SOURCE INFORMATION: Begin

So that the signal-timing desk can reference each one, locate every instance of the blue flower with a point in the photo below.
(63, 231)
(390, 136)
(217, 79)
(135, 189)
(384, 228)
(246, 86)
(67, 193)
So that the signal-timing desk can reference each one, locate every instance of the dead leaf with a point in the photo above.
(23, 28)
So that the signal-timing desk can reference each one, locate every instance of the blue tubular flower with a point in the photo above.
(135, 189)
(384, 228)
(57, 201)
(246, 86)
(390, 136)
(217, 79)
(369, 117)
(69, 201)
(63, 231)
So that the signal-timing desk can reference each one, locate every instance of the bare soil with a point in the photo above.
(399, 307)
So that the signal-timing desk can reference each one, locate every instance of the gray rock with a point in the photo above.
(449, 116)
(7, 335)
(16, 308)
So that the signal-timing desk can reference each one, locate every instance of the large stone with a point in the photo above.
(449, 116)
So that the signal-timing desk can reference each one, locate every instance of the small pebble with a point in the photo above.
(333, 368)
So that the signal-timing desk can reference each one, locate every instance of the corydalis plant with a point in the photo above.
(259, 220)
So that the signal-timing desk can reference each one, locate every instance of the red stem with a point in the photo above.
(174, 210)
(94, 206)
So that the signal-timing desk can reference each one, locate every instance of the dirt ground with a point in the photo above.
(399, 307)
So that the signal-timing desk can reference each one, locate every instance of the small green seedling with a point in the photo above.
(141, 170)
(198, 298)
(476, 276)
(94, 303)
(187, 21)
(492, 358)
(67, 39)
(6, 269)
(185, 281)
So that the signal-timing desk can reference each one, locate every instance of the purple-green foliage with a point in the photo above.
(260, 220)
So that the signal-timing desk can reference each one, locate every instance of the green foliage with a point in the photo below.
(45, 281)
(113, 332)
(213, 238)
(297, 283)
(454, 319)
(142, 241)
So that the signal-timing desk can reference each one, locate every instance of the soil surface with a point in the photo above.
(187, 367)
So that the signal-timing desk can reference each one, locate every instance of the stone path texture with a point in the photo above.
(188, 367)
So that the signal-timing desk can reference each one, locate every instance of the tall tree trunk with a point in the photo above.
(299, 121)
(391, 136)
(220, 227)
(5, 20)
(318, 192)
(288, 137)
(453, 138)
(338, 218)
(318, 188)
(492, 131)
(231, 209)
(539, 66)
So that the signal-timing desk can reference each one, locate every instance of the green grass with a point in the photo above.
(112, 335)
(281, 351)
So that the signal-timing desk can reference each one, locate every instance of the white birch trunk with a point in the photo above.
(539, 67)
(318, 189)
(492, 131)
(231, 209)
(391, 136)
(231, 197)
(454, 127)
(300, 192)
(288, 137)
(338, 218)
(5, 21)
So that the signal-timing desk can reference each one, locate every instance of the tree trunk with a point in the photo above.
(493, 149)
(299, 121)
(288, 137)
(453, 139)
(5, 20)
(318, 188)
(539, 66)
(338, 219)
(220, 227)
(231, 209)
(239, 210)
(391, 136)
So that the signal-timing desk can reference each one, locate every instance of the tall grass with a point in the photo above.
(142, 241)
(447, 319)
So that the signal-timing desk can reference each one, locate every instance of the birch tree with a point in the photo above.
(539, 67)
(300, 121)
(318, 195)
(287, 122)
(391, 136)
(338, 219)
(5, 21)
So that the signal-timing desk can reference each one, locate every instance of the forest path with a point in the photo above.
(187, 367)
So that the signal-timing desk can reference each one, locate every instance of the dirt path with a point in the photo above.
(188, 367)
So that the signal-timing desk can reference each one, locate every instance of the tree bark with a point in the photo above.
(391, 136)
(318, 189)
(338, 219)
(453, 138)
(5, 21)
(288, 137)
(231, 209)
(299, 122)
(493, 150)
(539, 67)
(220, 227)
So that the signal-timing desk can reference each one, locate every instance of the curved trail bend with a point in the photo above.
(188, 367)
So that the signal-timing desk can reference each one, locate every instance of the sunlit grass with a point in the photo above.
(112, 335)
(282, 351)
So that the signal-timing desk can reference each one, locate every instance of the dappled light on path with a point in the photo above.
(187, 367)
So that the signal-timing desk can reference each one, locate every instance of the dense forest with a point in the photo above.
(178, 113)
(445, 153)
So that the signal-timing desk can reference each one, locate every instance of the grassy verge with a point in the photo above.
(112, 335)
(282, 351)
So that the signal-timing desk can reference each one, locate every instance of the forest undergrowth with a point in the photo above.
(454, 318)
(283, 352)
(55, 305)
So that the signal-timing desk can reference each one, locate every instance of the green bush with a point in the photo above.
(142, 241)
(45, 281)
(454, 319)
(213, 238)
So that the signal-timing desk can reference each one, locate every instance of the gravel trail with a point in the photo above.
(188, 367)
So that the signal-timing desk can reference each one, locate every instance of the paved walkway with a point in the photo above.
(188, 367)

SOURCE INFORMATION: End

WHAT IS BEING ASKED: Could you output each line above exactly as it was given?

RESPONSE BELOW:
So that the signal-timing desk can reference each one, locate every instance of the blue flower with a point in the photo below.
(63, 231)
(390, 136)
(217, 79)
(135, 189)
(384, 228)
(246, 86)
(67, 193)
So that the signal-timing desk can reference each one, locate every instance of the dead leaf with a point in the photo above.
(23, 28)
So that the signal-timing desk can reference each one, locate every instance of the blue tubular flower with a point in the photo above.
(135, 189)
(384, 228)
(57, 201)
(246, 86)
(390, 136)
(217, 79)
(369, 117)
(69, 201)
(63, 231)
So that the signal-timing desk can reference each one, locate every instance of the bare soil with a point in the photo above.
(399, 307)
So that the signal-timing desk can reference each one, locate every instance of the gray rock with a point in the photo above.
(449, 116)
(7, 335)
(16, 308)
So that the signal-timing desk can reference each one, locate every instance of the large stone with a point in the photo above.
(449, 116)
So that the signal-timing desk can reference each one, locate every instance of the small pebble with a point in the photo above.
(333, 368)
So that the signal-timing desk can reference each one, locate every instance of the corydalis plant with a point in the photo above.
(259, 220)
So that the signal-timing desk can reference each one, locate every instance of the red stem with a point in the photo above.
(174, 210)
(94, 206)
So that the signal-timing desk can reference each one, locate every instance of the dirt ground with a point in the photo above.
(399, 307)
So that the signal-timing desk can reference each one, locate every instance of the small green seedling with a point in the photo above.
(141, 170)
(198, 298)
(476, 276)
(94, 303)
(187, 21)
(492, 358)
(67, 39)
(6, 269)
(185, 281)
So that the signal-timing desk can reference each one, locate every instance of the purple-green foliage with a point in the photo above.
(260, 220)
So that the signal-timing desk can reference each one, locate every instance of the green foliage with a point in the photo below.
(45, 281)
(113, 332)
(213, 238)
(297, 283)
(454, 319)
(142, 241)
So that the signal-timing desk can reference each one, locate every instance of the soil surface with a point in the photo above.
(187, 367)
So that the signal-timing desk can reference each one, locate every instance of the stone path texture with a point in the photo above.
(188, 367)
So that the signal-timing desk can reference each one, locate every instance of the tall tree trunk with a point in the photo above.
(299, 121)
(391, 136)
(220, 227)
(5, 20)
(318, 192)
(288, 137)
(453, 138)
(338, 218)
(318, 188)
(492, 131)
(231, 209)
(539, 66)
So that the signal-timing desk can reference each one, locate every instance of the green grass with a point in the photo above.
(112, 335)
(281, 351)
So that the signal-timing desk can reference each one, locate every instance of the white birch trunk with a point in the photo above.
(539, 67)
(318, 189)
(492, 131)
(231, 209)
(391, 136)
(231, 197)
(454, 127)
(300, 192)
(288, 137)
(338, 218)
(5, 21)
So that the signal-timing desk can reference each one, locate every instance of the tree trunk with a point in the photo above.
(493, 149)
(299, 121)
(288, 137)
(453, 139)
(5, 20)
(318, 188)
(539, 66)
(338, 219)
(220, 227)
(231, 209)
(239, 210)
(391, 136)
So that the signal-timing desk can reference each one, locate every instance of the tall grass with a point in the photo above.
(142, 241)
(447, 319)
So that the signal-timing desk can reference each one, locate every instance of the birch tree with a point in the photo above.
(539, 67)
(300, 121)
(318, 195)
(287, 122)
(391, 136)
(338, 219)
(5, 21)
So that the signal-timing desk can reference each one, locate every instance of the forest path with a point in the photo above.
(187, 367)
So that the signal-timing desk can reference each one, locate every instance of the dirt path with a point in the photo above.
(188, 367)
So that the signal-timing desk can reference each one, locate every instance of the tree bark with a point in the photo above.
(391, 136)
(318, 189)
(338, 219)
(453, 138)
(5, 21)
(288, 137)
(231, 209)
(299, 122)
(493, 150)
(539, 67)
(220, 227)
So that the signal-timing desk can reference each one, locate every instance of the curved trail bend with a point in the photo above.
(188, 367)
So that the signal-timing desk can reference each one, locate every instance of the sunlit grass with a point in the photo above.
(112, 335)
(282, 351)
So that the signal-timing desk can reference each one, locate every instance of the dappled light on path with a point in the photo above.
(187, 367)
So that the signal-timing desk can reference each one, locate every instance of the dense forest with a point in the photo above.
(178, 113)
(445, 153)
So that the signal-timing desk can reference each one, locate every instance of the grassy verge with a point in the photo above.
(112, 335)
(282, 351)
So that the signal-timing desk can reference each one, locate every instance of the forest undergrowth with a point in the photo above.
(454, 318)
(283, 352)
(55, 305)
So that the signal-timing desk can reference each one, locate every instance of the green bush with a point in the photo above.
(142, 241)
(45, 281)
(454, 319)
(213, 238)
So that the signal-timing desk can reference each one, locate every instance of the gravel trail with a point in the photo above.
(188, 367)
So that the signal-timing desk can reference each one, locate every instance of the paved walkway with a point in the photo above.
(188, 367)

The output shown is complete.